Stated problem → Lay out everything below, from the line containing "Reviewer note: confirm that every instance of the light" down to the end of the entries, as a numbered list with one line per item. Skip any blank lines.

━━ Provided records ━━

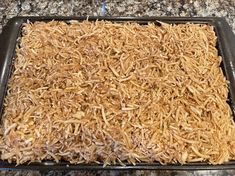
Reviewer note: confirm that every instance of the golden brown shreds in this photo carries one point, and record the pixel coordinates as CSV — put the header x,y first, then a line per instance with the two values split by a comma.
x,y
109,93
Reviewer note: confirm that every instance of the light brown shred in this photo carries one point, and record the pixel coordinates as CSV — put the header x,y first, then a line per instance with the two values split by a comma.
x,y
103,92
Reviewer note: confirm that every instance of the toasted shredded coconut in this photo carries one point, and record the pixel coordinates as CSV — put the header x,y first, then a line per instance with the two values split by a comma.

━━━

Complete answer →
1. Reviewer note: confirm that every instance of the light brown shred in this photo carries one point, and record the pixel coordinates as CSV — put the header x,y first, then a line per instance with the two values split by a comma.
2. x,y
3. 103,92
4. Reviewer note: confirm that every instance of the toasted shredded coconut in this photo carries one point, and record the pixel coordinates as CSV — put the header x,y first, then a line per instance with the two values split by a comma.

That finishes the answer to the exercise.